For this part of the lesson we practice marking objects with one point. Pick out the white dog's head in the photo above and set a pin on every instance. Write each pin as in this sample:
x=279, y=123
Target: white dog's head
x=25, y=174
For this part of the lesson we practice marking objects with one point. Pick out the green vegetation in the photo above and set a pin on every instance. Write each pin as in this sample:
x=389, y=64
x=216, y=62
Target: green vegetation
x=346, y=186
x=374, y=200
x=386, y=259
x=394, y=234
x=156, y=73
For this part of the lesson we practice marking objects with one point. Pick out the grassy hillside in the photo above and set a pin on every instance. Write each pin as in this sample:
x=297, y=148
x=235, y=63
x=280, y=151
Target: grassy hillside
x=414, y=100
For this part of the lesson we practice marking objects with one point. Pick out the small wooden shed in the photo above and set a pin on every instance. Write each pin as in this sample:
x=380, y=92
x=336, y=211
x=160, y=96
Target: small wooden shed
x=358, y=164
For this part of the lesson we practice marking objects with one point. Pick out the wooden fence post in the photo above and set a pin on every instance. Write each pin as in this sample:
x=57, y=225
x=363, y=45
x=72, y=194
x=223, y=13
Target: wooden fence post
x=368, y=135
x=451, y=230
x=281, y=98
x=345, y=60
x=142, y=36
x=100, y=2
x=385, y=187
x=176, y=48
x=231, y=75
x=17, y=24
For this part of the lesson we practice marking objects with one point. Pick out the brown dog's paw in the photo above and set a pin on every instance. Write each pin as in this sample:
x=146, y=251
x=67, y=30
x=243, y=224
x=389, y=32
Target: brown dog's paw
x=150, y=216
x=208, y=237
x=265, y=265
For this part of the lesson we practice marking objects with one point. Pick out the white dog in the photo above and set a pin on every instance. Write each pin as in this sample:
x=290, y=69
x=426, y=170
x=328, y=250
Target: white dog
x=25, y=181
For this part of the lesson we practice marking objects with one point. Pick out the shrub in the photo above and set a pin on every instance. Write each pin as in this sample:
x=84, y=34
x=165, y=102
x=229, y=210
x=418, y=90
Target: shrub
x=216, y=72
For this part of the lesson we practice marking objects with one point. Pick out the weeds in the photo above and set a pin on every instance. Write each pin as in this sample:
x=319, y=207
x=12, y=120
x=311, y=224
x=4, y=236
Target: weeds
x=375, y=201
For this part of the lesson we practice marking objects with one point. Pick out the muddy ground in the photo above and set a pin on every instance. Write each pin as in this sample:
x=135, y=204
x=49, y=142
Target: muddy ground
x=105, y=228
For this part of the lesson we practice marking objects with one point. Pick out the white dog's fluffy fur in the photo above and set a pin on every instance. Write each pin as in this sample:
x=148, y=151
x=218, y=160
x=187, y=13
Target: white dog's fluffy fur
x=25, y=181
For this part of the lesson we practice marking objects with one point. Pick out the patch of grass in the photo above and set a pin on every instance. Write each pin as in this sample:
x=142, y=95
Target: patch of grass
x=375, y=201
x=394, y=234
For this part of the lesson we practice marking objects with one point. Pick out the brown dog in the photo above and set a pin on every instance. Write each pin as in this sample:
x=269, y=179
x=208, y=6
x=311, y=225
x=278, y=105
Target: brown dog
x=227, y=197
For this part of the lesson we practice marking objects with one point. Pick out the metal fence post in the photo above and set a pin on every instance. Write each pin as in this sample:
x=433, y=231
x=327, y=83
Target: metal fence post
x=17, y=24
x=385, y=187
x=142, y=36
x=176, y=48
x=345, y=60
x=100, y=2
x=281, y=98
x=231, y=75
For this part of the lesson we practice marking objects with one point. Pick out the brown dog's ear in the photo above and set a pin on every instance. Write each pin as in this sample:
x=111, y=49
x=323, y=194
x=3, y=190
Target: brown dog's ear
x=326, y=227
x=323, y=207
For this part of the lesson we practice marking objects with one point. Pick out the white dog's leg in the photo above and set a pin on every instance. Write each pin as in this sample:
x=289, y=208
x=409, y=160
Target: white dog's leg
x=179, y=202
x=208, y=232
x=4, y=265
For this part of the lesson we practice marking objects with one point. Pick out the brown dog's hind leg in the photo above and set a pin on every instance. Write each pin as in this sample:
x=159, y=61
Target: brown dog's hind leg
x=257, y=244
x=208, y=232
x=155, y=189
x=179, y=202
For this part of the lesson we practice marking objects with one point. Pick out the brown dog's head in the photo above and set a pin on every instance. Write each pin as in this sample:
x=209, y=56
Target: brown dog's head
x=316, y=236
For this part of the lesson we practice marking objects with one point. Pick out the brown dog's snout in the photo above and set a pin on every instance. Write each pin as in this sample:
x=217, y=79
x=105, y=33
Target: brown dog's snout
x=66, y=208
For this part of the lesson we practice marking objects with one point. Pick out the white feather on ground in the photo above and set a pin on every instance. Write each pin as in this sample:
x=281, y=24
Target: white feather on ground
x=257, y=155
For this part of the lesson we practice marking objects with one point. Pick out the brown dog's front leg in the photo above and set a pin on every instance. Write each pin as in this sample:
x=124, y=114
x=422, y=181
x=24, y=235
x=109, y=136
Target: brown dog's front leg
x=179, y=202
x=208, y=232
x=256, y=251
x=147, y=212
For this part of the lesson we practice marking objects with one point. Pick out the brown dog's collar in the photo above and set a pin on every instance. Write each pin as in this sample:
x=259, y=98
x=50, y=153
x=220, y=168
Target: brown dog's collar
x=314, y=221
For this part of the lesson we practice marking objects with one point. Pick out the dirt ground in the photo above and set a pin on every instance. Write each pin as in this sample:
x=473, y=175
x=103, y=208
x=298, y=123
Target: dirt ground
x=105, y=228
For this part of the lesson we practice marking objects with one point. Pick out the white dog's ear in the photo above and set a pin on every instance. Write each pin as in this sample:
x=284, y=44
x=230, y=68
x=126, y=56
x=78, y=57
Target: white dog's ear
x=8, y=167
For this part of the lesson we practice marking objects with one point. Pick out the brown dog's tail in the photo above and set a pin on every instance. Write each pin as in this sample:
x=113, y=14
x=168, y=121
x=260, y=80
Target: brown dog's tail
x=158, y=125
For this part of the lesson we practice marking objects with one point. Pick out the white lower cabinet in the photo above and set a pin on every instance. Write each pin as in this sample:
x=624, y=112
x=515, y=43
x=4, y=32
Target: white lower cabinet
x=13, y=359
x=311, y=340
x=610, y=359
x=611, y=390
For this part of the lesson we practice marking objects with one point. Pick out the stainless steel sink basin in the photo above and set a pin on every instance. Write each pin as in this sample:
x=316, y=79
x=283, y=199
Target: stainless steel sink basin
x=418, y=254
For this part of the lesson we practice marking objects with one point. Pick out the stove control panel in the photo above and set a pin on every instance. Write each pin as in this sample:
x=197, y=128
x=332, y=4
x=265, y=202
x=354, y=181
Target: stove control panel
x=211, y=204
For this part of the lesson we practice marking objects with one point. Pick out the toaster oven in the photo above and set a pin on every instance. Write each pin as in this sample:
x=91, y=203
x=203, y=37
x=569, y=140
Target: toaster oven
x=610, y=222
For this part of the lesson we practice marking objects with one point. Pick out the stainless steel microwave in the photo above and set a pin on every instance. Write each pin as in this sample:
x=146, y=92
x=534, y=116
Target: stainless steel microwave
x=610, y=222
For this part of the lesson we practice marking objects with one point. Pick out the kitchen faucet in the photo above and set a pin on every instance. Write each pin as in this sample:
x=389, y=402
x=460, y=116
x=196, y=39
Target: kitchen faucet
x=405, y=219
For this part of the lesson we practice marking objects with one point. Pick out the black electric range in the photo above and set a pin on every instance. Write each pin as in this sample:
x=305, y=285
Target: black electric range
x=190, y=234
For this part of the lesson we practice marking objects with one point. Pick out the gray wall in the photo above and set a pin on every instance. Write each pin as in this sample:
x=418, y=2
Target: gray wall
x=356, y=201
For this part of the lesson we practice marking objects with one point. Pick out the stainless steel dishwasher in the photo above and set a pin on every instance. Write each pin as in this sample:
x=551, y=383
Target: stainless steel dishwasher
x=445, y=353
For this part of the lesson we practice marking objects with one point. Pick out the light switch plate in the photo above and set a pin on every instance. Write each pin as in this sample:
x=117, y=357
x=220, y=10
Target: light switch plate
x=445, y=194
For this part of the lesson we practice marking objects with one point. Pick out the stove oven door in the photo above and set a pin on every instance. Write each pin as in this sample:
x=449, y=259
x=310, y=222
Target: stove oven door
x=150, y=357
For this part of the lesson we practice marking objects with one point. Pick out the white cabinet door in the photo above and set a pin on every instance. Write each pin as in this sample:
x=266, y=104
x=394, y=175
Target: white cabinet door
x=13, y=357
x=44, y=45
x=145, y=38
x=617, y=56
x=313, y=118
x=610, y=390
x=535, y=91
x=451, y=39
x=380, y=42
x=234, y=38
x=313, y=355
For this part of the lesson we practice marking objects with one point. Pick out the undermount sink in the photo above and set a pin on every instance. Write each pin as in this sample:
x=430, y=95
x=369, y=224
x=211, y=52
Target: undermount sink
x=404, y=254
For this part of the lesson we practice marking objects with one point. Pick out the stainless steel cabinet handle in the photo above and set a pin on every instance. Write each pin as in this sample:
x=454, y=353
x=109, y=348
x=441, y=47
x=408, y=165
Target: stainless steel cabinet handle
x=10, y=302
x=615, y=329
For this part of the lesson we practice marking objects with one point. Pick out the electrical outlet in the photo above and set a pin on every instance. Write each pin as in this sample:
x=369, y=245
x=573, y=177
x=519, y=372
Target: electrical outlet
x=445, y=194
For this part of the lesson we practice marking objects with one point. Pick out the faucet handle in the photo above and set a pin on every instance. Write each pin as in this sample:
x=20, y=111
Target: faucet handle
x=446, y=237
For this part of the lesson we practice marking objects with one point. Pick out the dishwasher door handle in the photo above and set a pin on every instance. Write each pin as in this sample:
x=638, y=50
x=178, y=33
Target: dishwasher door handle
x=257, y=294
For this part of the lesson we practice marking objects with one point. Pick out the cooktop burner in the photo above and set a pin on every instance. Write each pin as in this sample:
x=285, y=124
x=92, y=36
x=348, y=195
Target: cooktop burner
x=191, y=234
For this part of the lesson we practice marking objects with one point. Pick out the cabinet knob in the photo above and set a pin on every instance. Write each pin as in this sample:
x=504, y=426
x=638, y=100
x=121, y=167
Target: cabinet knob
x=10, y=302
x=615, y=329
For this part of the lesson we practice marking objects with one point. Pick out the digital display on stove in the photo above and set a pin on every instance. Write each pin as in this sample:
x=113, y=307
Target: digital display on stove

..........

▶ [Instructions for the task]: Exchange "instance" for "occurrence" in the records from the beginning through the line that contains "x=265, y=265", inclusive. Return only those lines, with nothing else altered.

▶ [Result]:
For this part of the lesson we practice marking objects with one point. Pick out the white dog's head in the photo above and set a pin on every occurrence. Write each pin as in this sample:
x=279, y=123
Target: white dog's head
x=25, y=174
For this part of the lesson we practice marking objects with one point. Pick out the green vegetation in the photo above and set a pin on every occurrence. Write each pin as in this sample:
x=389, y=64
x=216, y=62
Target: green vegetation
x=346, y=186
x=374, y=200
x=386, y=259
x=394, y=234
x=156, y=73
For this part of the lesson we practice marking objects with one point. Pick out the grassy hillside in the photo above and set a pin on every occurrence. Write each pin as in this sample:
x=297, y=148
x=235, y=63
x=280, y=151
Target: grassy hillside
x=414, y=100
For this part of the lesson we practice marking objects with one point. Pick out the small wooden shed in the photo above and set a pin on every occurrence. Write each pin as in this sample:
x=380, y=92
x=336, y=211
x=160, y=96
Target: small wooden shed
x=358, y=164
For this part of the lesson we practice marking objects with one point. Pick out the wooden fence post in the photo above and set a pin on every occurrence. Write each pin as in this sample:
x=57, y=225
x=363, y=45
x=72, y=194
x=223, y=13
Target: wooden fence post
x=368, y=135
x=451, y=230
x=281, y=98
x=345, y=60
x=142, y=36
x=100, y=2
x=385, y=187
x=176, y=48
x=231, y=75
x=17, y=24
For this part of the lesson we practice marking objects with one point. Pick out the brown dog's paw in the photo above and set a pin on every occurrence. Write each pin as in this sample:
x=146, y=251
x=67, y=30
x=243, y=224
x=389, y=32
Target: brown dog's paw
x=150, y=216
x=208, y=237
x=265, y=265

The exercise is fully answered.